── Material provided

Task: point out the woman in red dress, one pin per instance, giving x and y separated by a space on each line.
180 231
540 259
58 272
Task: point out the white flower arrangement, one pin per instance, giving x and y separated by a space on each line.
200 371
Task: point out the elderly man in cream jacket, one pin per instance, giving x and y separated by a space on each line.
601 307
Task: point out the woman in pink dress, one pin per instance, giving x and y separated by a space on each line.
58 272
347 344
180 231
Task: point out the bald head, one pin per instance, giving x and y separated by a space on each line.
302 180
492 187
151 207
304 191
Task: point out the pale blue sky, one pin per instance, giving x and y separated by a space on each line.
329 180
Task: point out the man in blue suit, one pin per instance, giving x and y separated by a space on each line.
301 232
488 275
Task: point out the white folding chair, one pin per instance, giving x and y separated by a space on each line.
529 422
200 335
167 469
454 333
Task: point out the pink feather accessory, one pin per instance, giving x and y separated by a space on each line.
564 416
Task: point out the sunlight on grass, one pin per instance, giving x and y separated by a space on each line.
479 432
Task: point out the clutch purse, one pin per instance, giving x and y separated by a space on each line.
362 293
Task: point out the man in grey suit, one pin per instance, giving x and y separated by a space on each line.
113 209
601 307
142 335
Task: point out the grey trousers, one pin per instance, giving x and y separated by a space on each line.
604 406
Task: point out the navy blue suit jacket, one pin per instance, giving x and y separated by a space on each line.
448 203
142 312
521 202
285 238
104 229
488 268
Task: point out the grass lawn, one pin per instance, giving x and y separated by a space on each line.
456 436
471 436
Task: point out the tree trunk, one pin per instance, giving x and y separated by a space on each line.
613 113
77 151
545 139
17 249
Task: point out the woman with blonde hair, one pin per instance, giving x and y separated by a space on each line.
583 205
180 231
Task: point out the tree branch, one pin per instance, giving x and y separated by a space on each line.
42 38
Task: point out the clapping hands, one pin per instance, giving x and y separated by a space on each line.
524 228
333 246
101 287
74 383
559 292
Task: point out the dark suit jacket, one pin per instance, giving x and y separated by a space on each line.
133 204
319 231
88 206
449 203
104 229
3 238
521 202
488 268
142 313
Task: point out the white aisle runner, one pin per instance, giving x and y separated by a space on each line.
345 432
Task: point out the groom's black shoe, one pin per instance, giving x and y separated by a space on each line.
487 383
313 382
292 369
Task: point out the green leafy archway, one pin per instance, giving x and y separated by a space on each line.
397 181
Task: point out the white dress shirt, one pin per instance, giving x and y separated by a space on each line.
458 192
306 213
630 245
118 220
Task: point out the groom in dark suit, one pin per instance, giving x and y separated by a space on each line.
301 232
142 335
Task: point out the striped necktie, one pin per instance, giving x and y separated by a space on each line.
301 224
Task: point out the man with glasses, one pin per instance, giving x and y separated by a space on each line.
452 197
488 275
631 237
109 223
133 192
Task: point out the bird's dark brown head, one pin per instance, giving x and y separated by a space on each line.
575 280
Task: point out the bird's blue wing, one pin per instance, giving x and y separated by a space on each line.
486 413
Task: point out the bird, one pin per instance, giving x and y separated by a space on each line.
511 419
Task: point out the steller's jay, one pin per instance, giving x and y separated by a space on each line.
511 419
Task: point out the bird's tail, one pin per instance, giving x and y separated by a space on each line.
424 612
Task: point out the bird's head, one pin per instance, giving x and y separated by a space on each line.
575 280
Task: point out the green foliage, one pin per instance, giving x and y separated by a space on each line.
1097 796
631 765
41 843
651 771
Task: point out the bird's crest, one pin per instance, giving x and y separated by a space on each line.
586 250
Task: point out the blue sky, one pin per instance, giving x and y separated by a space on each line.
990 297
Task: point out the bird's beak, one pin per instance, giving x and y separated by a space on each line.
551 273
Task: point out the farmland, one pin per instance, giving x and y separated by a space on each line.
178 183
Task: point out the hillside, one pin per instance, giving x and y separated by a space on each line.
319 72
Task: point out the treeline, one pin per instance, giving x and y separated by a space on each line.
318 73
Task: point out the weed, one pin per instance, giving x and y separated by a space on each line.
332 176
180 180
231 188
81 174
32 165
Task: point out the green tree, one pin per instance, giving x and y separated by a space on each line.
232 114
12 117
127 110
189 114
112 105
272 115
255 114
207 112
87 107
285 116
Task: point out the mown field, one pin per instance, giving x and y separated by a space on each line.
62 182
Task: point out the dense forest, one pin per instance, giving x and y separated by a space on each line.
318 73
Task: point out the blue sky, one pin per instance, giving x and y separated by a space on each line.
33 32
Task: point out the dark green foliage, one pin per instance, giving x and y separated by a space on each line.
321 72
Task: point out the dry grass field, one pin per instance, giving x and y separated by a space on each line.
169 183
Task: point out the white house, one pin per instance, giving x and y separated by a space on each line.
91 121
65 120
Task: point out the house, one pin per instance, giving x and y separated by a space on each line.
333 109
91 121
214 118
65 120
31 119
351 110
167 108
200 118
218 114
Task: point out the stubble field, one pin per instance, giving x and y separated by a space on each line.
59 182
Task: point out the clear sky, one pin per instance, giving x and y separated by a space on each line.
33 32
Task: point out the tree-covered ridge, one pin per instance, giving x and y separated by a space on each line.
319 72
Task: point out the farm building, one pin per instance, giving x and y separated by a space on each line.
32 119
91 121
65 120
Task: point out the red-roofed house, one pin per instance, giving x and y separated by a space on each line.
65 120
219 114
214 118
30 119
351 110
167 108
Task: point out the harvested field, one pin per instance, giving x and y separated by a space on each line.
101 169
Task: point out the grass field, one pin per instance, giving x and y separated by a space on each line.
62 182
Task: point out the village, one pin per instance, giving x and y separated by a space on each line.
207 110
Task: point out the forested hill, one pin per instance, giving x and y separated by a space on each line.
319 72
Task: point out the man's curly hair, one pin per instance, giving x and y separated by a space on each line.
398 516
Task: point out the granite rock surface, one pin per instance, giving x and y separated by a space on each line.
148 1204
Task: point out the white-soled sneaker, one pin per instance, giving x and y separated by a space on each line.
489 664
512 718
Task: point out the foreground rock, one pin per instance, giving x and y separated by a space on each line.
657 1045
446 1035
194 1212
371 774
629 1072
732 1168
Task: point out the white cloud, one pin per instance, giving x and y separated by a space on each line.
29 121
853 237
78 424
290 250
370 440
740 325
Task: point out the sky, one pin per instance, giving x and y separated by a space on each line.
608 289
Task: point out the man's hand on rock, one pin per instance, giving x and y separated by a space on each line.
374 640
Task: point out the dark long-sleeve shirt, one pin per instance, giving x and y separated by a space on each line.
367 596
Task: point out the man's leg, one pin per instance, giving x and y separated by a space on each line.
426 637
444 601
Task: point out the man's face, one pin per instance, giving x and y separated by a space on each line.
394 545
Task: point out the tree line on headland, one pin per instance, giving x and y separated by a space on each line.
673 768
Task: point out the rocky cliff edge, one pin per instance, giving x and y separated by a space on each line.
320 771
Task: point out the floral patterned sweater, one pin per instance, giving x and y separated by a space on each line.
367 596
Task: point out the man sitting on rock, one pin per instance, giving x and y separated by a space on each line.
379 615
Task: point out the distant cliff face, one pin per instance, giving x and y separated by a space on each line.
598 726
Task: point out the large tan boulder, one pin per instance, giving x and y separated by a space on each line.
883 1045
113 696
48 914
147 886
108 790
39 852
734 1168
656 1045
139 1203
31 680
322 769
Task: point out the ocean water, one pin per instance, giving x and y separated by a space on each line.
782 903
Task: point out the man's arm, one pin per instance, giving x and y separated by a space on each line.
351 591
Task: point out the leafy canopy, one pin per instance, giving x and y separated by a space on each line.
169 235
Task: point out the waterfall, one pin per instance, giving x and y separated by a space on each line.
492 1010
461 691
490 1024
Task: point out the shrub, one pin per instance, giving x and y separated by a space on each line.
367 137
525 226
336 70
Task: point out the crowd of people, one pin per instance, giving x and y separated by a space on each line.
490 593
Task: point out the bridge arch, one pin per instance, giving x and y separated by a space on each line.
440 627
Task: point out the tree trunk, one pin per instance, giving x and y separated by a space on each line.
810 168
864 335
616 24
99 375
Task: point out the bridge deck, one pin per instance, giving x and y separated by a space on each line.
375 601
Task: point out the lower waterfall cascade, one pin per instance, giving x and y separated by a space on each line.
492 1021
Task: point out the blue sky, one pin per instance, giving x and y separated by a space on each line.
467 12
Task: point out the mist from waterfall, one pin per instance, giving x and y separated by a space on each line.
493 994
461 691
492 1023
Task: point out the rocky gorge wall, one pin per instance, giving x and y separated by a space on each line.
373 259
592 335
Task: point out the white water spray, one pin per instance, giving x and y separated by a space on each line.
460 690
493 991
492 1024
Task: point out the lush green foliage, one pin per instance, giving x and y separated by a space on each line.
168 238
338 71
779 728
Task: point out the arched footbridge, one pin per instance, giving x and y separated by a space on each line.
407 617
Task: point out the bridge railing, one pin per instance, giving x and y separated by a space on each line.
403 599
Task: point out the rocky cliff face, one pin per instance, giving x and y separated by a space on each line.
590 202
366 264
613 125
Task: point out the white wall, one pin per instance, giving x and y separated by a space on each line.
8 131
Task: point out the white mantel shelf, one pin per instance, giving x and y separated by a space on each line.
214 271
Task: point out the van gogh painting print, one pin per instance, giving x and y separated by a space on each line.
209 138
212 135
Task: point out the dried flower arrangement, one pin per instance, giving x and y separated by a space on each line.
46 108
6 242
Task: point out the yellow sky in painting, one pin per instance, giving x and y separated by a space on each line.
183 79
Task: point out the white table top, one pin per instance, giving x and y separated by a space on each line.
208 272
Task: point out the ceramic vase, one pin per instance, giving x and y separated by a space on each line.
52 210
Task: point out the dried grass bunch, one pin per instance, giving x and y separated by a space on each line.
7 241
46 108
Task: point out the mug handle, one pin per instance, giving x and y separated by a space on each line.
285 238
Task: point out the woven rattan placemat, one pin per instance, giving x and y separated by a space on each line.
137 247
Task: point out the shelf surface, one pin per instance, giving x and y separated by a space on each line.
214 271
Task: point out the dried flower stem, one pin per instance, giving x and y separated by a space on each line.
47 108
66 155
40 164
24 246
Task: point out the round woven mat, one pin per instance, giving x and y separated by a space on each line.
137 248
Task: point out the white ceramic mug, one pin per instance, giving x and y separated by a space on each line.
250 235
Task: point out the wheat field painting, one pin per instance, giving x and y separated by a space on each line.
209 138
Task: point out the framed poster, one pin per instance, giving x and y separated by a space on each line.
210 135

────

**Task to carry out:** Rewrite everything in the listing from the line containing "Task: point out the rocky cliff face, one" down to the end as a numbered list, including both of those end lines and leaving out any blank lines.

**Answer below:**
1. Task: point out the rocky cliff face, one pin per instance, giving x and y separated by a space on each line.
2. 590 202
3. 366 264
4. 613 125
5. Task: point out the white wall, one pin per instance, giving x and y separated by a space on each line.
6. 8 131
7. Task: point out the white mantel shelf, one pin per instance, giving x and y separated by a space on each line.
8. 214 271
9. Task: point out the van gogh painting print, one pin per instance, giving x and y separated by a space on each line.
10. 209 138
11. 212 135
12. Task: point out the dried flower arrangement, one pin per instance, giving x and y separated by a space on each line.
13. 46 108
14. 6 242
15. Task: point out the yellow sky in painting, one pin per instance, giving x and y separated by a space on each line.
16. 183 79
17. Task: point out the white table top, one pin per instance, giving x and y separated by a space on each line.
18. 208 272
19. Task: point out the ceramic vase, one pin per instance, giving x and y separated by a space on each line.
20. 52 210
21. Task: point out the dried grass bunch, one pin per instance, giving x and y separated by a space on each line.
22. 7 241
23. 46 108
24. Task: point out the mug handle, one pin per instance, giving x and y separated by a space on each line.
25. 285 238
26. Task: point out the woven rattan placemat, one pin per instance, giving x and y separated by a space on each line.
27. 137 247
28. Task: point out the shelf surface, one pin per instance, giving x and y separated by a space on each line.
29. 214 271
30. Task: point out the dried flower stem, one pin per instance, giving x and y separated by a space on each line.
31. 47 108
32. 66 155
33. 40 164
34. 24 246
35. Task: point out the round woven mat, one pin per instance, giving x and y separated by a space on each line.
36. 137 248
37. Task: point out the white ceramic mug, one pin per instance, giving x and y separated by a space on each line.
38. 250 235
39. Task: point out the wheat field painting, one pin per instance, giving x and y separated by a space on each line.
40. 209 138
41. Task: point out the framed poster, one pin per instance, giving x and y separated by a space on each line.
42. 210 135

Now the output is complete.